REQUIRED WORK: Repeat every line of the data exactly; no picture belongs in the copy.

--------------------------------------------------

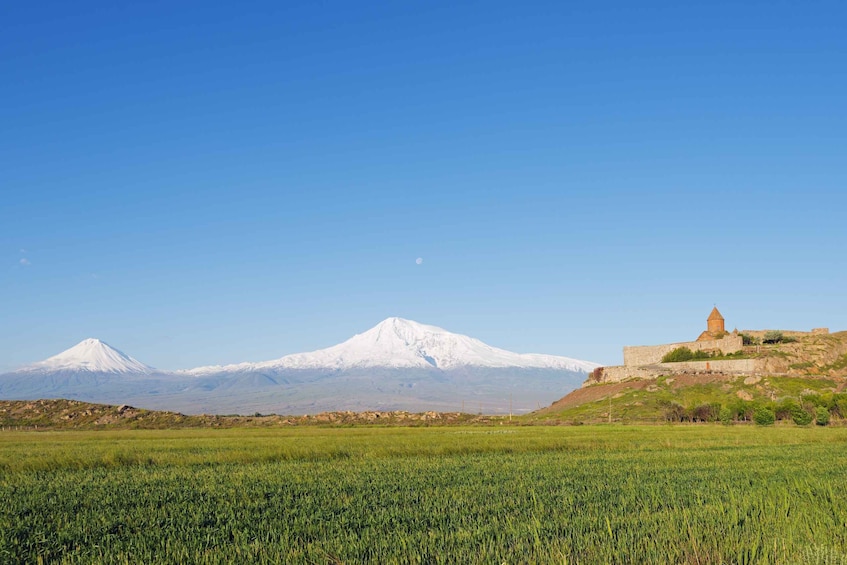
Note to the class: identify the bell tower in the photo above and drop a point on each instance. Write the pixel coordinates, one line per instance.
(715, 323)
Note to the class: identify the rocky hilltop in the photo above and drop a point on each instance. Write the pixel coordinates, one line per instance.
(793, 371)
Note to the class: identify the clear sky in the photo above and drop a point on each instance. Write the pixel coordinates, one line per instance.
(217, 182)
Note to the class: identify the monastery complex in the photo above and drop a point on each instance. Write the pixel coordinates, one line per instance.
(645, 362)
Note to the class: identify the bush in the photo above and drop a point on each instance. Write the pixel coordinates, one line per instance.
(773, 336)
(706, 412)
(764, 417)
(785, 409)
(684, 354)
(800, 416)
(675, 413)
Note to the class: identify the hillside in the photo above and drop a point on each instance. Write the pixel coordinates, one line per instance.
(61, 414)
(800, 353)
(802, 370)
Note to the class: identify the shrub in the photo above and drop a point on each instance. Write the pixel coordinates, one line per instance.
(785, 409)
(773, 336)
(675, 413)
(764, 417)
(800, 416)
(706, 412)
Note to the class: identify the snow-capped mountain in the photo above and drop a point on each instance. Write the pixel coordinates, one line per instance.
(92, 356)
(396, 343)
(396, 365)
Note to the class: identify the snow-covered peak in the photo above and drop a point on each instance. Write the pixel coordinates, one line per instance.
(399, 344)
(90, 355)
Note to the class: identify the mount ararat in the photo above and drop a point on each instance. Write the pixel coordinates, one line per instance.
(396, 365)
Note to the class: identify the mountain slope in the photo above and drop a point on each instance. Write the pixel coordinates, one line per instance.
(91, 356)
(397, 365)
(404, 344)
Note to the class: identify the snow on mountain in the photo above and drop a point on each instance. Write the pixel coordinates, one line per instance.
(404, 344)
(90, 355)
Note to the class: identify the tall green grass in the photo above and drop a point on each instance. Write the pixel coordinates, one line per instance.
(440, 495)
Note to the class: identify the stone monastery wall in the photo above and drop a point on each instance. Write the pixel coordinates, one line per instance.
(634, 356)
(623, 373)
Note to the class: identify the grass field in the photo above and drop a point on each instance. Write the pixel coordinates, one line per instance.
(589, 494)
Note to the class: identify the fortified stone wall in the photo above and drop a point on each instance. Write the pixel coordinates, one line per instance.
(634, 356)
(623, 372)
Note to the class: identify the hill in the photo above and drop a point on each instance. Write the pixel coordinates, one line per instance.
(63, 414)
(802, 371)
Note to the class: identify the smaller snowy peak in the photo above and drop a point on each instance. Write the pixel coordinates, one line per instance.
(90, 355)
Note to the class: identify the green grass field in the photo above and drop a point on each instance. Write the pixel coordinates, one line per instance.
(588, 494)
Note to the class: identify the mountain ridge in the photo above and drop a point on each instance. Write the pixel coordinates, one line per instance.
(400, 343)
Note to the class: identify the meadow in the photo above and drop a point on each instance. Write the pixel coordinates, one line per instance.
(496, 494)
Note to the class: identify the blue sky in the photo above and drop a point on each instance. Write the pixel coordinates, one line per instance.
(219, 182)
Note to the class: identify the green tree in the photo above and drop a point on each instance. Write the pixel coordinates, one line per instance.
(764, 417)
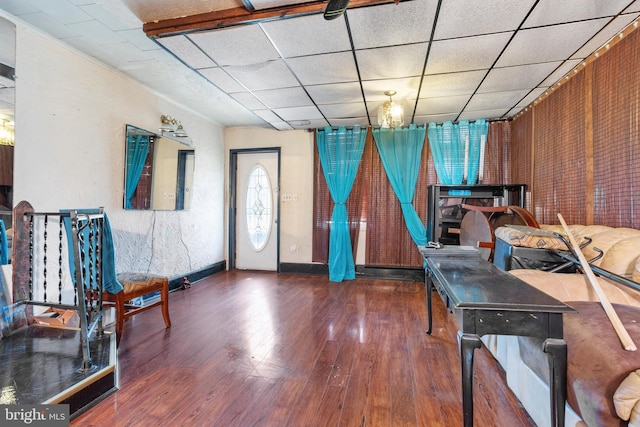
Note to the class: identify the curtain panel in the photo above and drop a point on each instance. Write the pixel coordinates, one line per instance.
(136, 158)
(400, 150)
(340, 152)
(323, 205)
(458, 151)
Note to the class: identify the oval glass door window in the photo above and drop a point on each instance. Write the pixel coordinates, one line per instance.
(258, 207)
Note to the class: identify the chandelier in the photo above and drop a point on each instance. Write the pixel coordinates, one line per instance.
(7, 134)
(390, 114)
(172, 126)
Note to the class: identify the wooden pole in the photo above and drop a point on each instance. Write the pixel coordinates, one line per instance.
(625, 338)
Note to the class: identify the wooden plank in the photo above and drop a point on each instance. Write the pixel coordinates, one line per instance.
(240, 16)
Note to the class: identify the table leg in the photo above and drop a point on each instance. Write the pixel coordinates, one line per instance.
(468, 343)
(557, 351)
(429, 290)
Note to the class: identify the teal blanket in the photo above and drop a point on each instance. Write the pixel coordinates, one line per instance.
(109, 277)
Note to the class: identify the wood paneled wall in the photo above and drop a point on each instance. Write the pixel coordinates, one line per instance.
(578, 149)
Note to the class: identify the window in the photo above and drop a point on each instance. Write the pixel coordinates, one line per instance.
(258, 207)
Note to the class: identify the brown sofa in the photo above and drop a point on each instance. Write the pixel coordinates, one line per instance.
(603, 380)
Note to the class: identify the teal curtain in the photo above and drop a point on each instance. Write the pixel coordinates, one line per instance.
(4, 246)
(449, 143)
(401, 151)
(137, 152)
(340, 152)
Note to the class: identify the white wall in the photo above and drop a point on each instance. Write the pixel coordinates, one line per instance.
(296, 178)
(71, 113)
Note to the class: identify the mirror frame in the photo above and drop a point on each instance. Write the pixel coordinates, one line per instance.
(159, 171)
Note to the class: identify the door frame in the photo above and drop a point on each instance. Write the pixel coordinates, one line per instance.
(233, 179)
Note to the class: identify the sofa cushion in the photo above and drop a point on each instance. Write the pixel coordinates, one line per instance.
(576, 287)
(627, 396)
(521, 238)
(597, 363)
(621, 257)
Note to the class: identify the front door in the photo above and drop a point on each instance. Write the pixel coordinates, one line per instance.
(256, 211)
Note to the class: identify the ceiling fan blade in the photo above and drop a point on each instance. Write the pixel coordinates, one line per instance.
(335, 9)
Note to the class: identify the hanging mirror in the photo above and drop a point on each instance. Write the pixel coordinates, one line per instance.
(158, 171)
(7, 113)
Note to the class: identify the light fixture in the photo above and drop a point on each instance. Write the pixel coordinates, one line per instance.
(390, 114)
(7, 134)
(172, 126)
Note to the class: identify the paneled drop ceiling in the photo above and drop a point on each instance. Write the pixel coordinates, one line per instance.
(448, 60)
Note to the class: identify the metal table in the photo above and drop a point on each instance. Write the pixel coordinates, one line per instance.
(488, 300)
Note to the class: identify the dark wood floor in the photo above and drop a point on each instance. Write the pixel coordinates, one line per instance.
(266, 349)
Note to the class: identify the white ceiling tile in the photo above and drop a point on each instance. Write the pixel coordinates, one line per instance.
(464, 83)
(267, 115)
(604, 36)
(634, 7)
(518, 77)
(497, 113)
(444, 105)
(298, 113)
(139, 39)
(188, 52)
(267, 75)
(549, 12)
(116, 19)
(391, 62)
(281, 125)
(463, 18)
(63, 12)
(470, 35)
(248, 100)
(535, 93)
(343, 111)
(405, 89)
(19, 7)
(322, 69)
(237, 46)
(221, 79)
(286, 97)
(560, 72)
(547, 44)
(495, 100)
(350, 122)
(127, 52)
(436, 118)
(50, 26)
(391, 24)
(96, 31)
(466, 54)
(308, 35)
(335, 93)
(308, 124)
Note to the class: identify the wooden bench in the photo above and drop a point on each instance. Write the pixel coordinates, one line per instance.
(138, 285)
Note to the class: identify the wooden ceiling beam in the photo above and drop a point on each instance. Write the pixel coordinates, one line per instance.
(240, 16)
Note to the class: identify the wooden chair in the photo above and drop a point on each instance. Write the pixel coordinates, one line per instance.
(138, 285)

--------------------------------------------------

YOUR RESPONSE:
Note to the class: identify the bell tower in the photo above and drop a point on each instance. Write the pixel coordinates, one line per instance.
(715, 323)
Note to the class: identify the rocky hilltop in the photo above and drop a point on each instance. Write the pixel coordinates, one line per instance.
(793, 371)
Note to the class: identify the clear sky in the photo above and drop a point on each instance. Write the pixel coordinates, one line per instance.
(217, 182)
Note to the class: identify the monastery complex in the photo above and drop a point on each instance. Write the pixel coordinates, one line per instance.
(645, 362)
Note to the class: identify the bush in the photo above and drop a point on each instance. Write the pixel coordinates, one line per instance.
(773, 336)
(706, 412)
(764, 417)
(785, 409)
(684, 354)
(800, 416)
(675, 413)
Note to the class: identify the hillside in the photo above and drop a point on each instance. Write the pixel coordinates, one line per instance.
(61, 414)
(800, 353)
(802, 370)
Note to the class: identify the shrub in the photo above and drop a point on each instance. Write the pixel coordinates, one line per instance.
(785, 409)
(773, 336)
(675, 413)
(764, 417)
(800, 416)
(706, 412)
Note to the class: identify the snow-capped mountain in the photo above and drop a point on each instance. Write the pixel coordinates, one line per instance.
(92, 356)
(396, 343)
(396, 365)
Note to the class: identify the snow-covered peak in the photo above and drop a point on each instance. Write the pixel coordinates, one line per instance.
(399, 344)
(90, 355)
Note to the class: identify the mount ararat in the photo above and drop a point on each instance. Write the pixel coordinates, one line per instance.
(396, 365)
Note to the class: identify the mountain slope in the photo above and drop a point on each instance. Write the pixel coordinates, one line per instance.
(91, 356)
(397, 365)
(404, 344)
Note to the class: identify the snow on mountain in the photo above and drop a point on each instance. Write the pixel coordinates, one line per instance.
(404, 344)
(90, 355)
Note to the class: identify the tall green grass in the photo above and drop a point on each instance. Write the pixel coordinates, one line per instance.
(440, 495)
Note to the class: identify the stone monastery wall in the photo above and drop a point on each instance. Write the pixel coordinates, one line per instance.
(634, 356)
(623, 373)
Note to the class: identify the grass field in the photo above and drop a point on each instance. Write the pixel coordinates, one line per instance.
(589, 494)
Note to the class: identify the fortified stone wall in the photo above and drop a point on each instance. Write the pixel coordinates, one line per instance.
(634, 356)
(623, 372)
Note to the class: identify the hill in the photo above and drop a point on each instance. Write the pixel coordinates, one line per instance.
(63, 414)
(802, 371)
Note to the class: identify the smaller snowy peak in the photo above and drop a point on each instance. Write the pixel coordinates, one line per instance.
(90, 355)
Note to the class: identify the green grass field in the photo above and drop a point on each instance. Write the pixel coordinates, one line per instance.
(588, 494)
Note to the class: identify the mountain ridge in the photo above and drop a point on each instance. Write the pixel coordinates, one line per instance.
(400, 343)
Note to the class: identify the meadow in the photo above and drop a point on each instance. Write the pixel coordinates, one line per instance.
(496, 494)
Note to the class: identify the blue sky in the photo above and drop a point on each instance. Write the pixel coordinates, one line per instance.
(219, 182)
Note to the class: identify the green tree in the photo above and drop a point on each instance. Write the pixel coordinates, one line per instance.
(764, 417)
Note to the class: identify the curtain panel in the photo above and drop a point on each instance. Write the pixel coordinates, one line per instance.
(136, 158)
(400, 150)
(340, 152)
(323, 205)
(458, 151)
Note to the class: identify the oval glass door window in the photo above and drop a point on each instance. Write the pixel coordinates, one line per instance.
(258, 207)
Note to the class: identify the chandelier in the photo above and drop a point on each instance. Write the pixel coordinates, one line per instance.
(7, 134)
(390, 114)
(172, 126)
Note to the class: identify the wooden pole in the photo above and drop a point on each instance. Write the pixel coordinates, one line per instance.
(625, 338)
Note to the class: identify the wooden plank in the photo above and drop a point on each instance. Write the pixel coordinates, one line per instance.
(240, 16)
Note to the class: identify the table leg in the photo above and drop a point on each instance. Write the pixel coordinates, one line per instance.
(468, 343)
(557, 351)
(429, 290)
Note to the class: identify the teal blanket in the photo above and drop a point on each instance. Write the pixel coordinates, one line per instance.
(109, 277)
Note to the class: identify the wood paneled wall in the photo above and drop a point on each instance. Write the pixel coordinates, one line per instance.
(578, 149)
Note to the class: identify the window in the photo above and drop a point on each instance. Write the pixel coordinates, one line per instance.
(258, 207)
Note to the class: identify the brown sofa in the photo above and drop a point on each instance. Write the pixel coordinates, one line per instance.
(603, 380)
Note to the class: identify the teal curtain in the photo above and drop a point on each instance. Write the pixel coordinates, one line per instance.
(4, 246)
(449, 143)
(401, 151)
(137, 152)
(340, 152)
Note to the class: identify the white wall in the photo above and drop a point on each instance. Write the pixel coordinates, one line per instance.
(296, 178)
(71, 113)
Note to the class: identify the mirror frame in the photo above and drop a point on each instance. Write the pixel coordinates, one line per instance.
(159, 171)
Note to the class: identify the door frame in the photo above and drop a point on each instance. Write the pixel coordinates, one line per instance.
(233, 179)
Note to the class: identify the sofa cushion in the photo above and drop a point on each instance. Write the pixel coordinates, one line per instance.
(576, 287)
(627, 396)
(521, 238)
(597, 363)
(621, 257)
Note to the class: identify the front door in the photo above and drop a point on each instance. Write the pixel coordinates, one line per instance.
(256, 211)
Note to the class: identify the ceiling fan blade in the photo above and drop a point on each instance. Write the pixel coordinates, one line per instance.
(335, 9)
Note to the class: identify the hanging mirror in the photo above and drop a point on each instance. Write the pixel coordinates, one line per instance.
(158, 171)
(7, 113)
Note to the class: identify the light fixture in the photo above and drop a point on each instance. Write the pixel coordinates, one line per instance.
(390, 114)
(7, 134)
(172, 126)
Note to the class: identify the paneled drop ceiling in the photo above and drop a point on each instance. Write the pixel coordinates, one line per instance.
(448, 60)
Note to the class: identify the metal table in the photo above and drop a point on each instance. Write the pixel coordinates, one line per instance.
(488, 300)
Note to the class: identify the dark wood floor in the photo above and drop a point on each instance. Write the pixel coordinates, one line per instance.
(266, 349)
Note to the class: identify the white ceiling tile in the photo above and drop a point on each instance. Write the pixel coordinates, one line per instance.
(464, 83)
(267, 115)
(604, 36)
(634, 7)
(518, 77)
(497, 113)
(444, 105)
(298, 113)
(139, 39)
(188, 52)
(267, 75)
(549, 12)
(116, 19)
(391, 62)
(281, 125)
(463, 18)
(63, 12)
(470, 35)
(248, 100)
(535, 93)
(343, 111)
(405, 89)
(19, 7)
(322, 69)
(237, 46)
(221, 79)
(286, 97)
(560, 72)
(547, 44)
(495, 100)
(350, 122)
(127, 52)
(436, 118)
(50, 26)
(391, 24)
(96, 31)
(466, 54)
(308, 35)
(335, 93)
(308, 124)
Note to the class: identify the wooden bench in the photo above and drop a point on each instance. Write the pixel coordinates, one line per instance.
(138, 285)
Note to the class: identify the wooden ceiling beam in the photo above and drop a point on each instance. Write the pixel coordinates, one line per instance.
(240, 16)
Note to the class: identify the wooden chair in the photo above and drop a point on each instance. Write the pixel coordinates, one line per instance.
(138, 285)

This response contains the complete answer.